Items from a dataset:
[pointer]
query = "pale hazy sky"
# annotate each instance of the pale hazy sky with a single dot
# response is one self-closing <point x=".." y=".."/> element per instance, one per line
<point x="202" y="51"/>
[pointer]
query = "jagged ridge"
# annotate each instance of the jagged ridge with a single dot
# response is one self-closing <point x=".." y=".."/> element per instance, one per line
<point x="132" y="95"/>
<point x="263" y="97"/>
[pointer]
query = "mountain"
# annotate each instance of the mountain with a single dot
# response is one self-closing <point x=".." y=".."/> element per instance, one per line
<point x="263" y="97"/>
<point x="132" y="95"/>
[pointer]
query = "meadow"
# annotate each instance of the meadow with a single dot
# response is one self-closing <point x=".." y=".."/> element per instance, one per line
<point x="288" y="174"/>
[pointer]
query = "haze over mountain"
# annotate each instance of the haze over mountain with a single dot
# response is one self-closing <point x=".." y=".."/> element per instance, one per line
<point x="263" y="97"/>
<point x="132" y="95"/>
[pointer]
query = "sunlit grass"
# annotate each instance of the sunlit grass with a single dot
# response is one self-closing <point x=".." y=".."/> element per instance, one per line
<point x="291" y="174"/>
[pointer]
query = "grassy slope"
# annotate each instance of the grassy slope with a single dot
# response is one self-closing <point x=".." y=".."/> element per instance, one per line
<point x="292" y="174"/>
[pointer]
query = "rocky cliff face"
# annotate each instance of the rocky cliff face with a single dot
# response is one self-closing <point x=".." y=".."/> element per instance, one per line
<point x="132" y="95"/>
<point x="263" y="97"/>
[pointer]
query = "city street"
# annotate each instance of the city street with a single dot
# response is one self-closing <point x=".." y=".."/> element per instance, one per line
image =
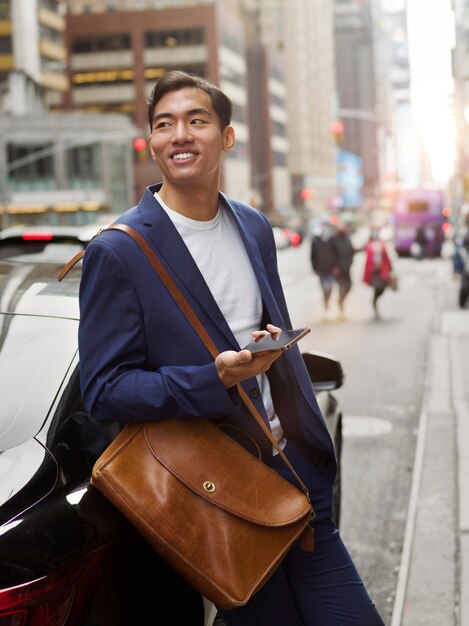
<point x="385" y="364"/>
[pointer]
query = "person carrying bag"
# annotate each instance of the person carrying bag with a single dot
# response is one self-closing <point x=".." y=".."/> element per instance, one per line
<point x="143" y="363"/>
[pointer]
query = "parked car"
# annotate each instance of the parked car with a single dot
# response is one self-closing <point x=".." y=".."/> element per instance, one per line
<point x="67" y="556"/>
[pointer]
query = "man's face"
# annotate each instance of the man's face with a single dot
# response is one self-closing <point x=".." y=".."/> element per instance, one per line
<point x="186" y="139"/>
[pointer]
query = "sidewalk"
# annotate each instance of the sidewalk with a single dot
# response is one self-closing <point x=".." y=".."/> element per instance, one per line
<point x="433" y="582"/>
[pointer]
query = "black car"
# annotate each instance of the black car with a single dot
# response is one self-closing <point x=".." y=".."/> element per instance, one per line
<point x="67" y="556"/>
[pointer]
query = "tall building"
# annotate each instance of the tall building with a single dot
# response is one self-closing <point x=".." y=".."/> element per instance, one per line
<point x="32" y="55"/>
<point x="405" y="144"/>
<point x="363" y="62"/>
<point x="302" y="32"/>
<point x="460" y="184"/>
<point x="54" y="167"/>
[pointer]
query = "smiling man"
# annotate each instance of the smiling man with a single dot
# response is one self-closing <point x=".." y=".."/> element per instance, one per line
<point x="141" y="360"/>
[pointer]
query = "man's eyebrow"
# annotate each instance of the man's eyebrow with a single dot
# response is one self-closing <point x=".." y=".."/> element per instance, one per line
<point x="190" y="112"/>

==

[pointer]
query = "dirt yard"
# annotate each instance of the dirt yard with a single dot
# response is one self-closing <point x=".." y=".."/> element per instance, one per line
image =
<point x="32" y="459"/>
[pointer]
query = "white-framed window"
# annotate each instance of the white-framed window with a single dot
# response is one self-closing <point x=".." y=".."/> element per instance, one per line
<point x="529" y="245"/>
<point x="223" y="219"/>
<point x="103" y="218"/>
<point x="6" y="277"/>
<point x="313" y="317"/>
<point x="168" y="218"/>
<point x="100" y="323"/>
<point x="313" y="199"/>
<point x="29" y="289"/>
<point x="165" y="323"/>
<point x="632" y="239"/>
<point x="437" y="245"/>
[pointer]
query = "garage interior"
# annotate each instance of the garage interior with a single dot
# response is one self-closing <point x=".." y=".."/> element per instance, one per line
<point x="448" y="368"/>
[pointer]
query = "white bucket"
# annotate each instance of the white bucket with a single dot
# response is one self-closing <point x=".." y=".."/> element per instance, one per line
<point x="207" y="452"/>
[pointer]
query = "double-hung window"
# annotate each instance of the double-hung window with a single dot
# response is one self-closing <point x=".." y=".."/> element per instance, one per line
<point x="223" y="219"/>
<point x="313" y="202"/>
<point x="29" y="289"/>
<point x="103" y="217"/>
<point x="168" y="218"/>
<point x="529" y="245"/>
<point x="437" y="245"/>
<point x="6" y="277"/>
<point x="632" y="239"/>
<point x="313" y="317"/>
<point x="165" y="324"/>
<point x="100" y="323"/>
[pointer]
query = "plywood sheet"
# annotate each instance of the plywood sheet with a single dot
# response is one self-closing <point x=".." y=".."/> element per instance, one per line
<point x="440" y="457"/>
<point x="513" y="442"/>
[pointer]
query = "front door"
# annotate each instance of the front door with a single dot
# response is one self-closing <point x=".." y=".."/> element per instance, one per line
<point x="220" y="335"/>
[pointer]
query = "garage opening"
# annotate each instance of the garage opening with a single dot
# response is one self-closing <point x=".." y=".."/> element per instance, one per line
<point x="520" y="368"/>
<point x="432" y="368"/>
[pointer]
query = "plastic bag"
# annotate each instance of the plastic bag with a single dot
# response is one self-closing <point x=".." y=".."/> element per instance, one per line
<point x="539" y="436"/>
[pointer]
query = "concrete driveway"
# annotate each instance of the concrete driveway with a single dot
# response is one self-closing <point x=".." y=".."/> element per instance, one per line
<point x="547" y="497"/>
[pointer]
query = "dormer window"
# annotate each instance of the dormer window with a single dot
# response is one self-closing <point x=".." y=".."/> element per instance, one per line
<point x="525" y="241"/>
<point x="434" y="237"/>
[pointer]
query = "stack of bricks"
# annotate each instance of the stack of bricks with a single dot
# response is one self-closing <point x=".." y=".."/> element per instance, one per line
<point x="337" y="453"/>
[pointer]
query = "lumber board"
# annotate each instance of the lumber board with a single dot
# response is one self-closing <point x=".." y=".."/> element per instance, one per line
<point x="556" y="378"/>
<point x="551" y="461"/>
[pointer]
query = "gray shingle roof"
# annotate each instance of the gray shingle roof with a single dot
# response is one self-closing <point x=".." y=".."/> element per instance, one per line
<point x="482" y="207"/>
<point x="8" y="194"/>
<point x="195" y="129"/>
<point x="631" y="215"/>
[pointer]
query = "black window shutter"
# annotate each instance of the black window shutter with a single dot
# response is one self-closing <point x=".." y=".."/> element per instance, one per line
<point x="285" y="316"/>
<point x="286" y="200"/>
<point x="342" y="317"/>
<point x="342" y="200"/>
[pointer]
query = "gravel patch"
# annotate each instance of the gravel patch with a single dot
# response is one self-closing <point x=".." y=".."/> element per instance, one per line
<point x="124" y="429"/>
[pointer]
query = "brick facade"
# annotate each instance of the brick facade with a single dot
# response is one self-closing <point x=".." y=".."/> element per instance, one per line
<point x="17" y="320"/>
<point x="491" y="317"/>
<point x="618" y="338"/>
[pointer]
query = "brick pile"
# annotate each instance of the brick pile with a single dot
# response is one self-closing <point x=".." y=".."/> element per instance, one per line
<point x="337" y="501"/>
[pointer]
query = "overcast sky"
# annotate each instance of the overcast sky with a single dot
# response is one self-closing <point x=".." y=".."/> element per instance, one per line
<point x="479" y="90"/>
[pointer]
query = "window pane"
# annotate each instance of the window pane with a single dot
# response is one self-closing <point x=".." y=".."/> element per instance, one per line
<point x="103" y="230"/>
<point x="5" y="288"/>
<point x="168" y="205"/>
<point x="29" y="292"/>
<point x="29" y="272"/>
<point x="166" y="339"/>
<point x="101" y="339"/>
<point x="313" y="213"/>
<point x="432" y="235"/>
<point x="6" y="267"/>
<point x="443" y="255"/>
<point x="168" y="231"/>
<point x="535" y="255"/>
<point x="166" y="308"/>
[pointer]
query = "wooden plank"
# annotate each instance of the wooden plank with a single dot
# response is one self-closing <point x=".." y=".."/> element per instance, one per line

Your goal>
Return every line above that contains the word "door".

Solution for this exercise>
query = "front door"
# annotate each instance of the front door with a single dot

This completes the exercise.